*Your goal*
How many lines of the data below contain the string "stick"? Reply with the number alone.

*Record excerpts*
= = = = =

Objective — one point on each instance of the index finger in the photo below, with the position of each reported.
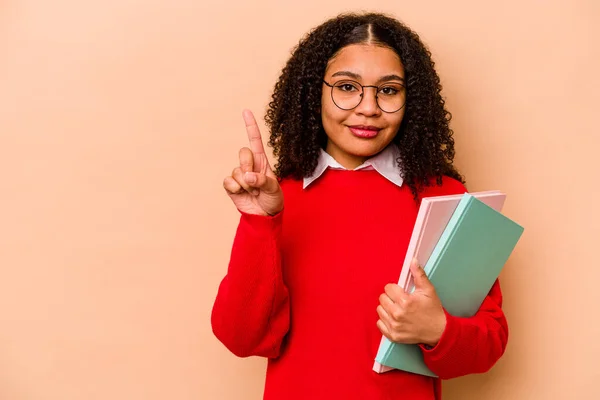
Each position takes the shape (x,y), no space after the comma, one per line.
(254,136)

= = = = =

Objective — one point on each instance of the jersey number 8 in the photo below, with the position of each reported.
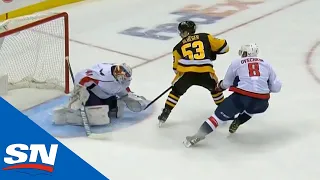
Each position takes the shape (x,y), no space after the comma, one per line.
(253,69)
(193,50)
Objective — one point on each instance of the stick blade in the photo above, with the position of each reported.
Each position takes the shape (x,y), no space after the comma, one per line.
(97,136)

= = = = =

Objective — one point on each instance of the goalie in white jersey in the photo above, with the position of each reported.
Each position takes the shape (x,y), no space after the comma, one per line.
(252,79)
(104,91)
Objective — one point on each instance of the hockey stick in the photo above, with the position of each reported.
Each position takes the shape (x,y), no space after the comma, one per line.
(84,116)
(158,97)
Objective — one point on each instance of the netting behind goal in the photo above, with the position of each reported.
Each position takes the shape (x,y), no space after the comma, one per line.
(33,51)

= = = = =

*Output for this exercise*
2